Natural language region descriptions
>>
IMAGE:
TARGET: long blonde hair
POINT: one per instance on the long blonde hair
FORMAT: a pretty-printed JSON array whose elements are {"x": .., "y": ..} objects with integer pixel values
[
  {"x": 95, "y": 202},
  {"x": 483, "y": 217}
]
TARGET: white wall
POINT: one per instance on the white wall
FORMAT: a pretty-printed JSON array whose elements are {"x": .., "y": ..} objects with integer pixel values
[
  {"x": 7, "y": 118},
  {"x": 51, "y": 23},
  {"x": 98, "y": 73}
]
<<
■ Exercise prompt ■
Your task is to reproduce the entries exactly, starting at the first line and ending with the line containing "POINT: one per instance on the white wall".

■ Answer area ■
IMAGE:
TARGET: long blonde hair
POINT: one per instance on the long blonde hair
FORMAT: a pretty-printed JSON array whose elements are {"x": .., "y": ..} objects with integer pixel values
[
  {"x": 95, "y": 202},
  {"x": 483, "y": 217}
]
TARGET: white wall
POINT: one per instance on the white wall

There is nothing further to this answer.